» **Set exercise**: How many lines of the listing below contain the word "image", with case counting? Reply with the number alone.

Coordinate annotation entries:
________________________

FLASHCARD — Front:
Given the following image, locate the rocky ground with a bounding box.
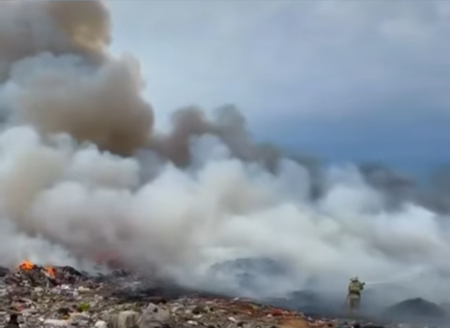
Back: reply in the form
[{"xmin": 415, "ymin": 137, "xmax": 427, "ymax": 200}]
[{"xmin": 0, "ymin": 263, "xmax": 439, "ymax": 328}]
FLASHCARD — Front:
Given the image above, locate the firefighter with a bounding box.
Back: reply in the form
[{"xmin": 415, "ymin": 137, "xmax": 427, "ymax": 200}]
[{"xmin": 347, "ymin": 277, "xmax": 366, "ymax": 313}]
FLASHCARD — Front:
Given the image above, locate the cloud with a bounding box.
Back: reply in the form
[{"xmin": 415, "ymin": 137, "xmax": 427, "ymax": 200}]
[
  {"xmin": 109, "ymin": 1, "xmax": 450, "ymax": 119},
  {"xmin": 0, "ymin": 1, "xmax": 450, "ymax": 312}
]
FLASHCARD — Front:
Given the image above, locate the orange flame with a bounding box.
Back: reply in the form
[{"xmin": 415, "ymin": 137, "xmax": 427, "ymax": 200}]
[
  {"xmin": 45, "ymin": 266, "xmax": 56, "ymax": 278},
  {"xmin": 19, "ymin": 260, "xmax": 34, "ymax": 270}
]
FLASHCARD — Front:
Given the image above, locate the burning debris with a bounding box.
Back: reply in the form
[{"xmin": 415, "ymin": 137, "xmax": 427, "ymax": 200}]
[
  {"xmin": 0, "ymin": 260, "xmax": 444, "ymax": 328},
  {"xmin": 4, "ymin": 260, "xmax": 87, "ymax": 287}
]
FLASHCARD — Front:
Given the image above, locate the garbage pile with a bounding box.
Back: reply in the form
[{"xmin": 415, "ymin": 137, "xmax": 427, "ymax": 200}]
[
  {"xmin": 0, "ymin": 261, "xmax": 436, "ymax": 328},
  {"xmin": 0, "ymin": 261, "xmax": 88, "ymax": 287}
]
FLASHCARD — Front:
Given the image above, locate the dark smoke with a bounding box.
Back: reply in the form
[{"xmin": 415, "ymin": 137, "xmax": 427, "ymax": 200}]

________________________

» **Task response**: 7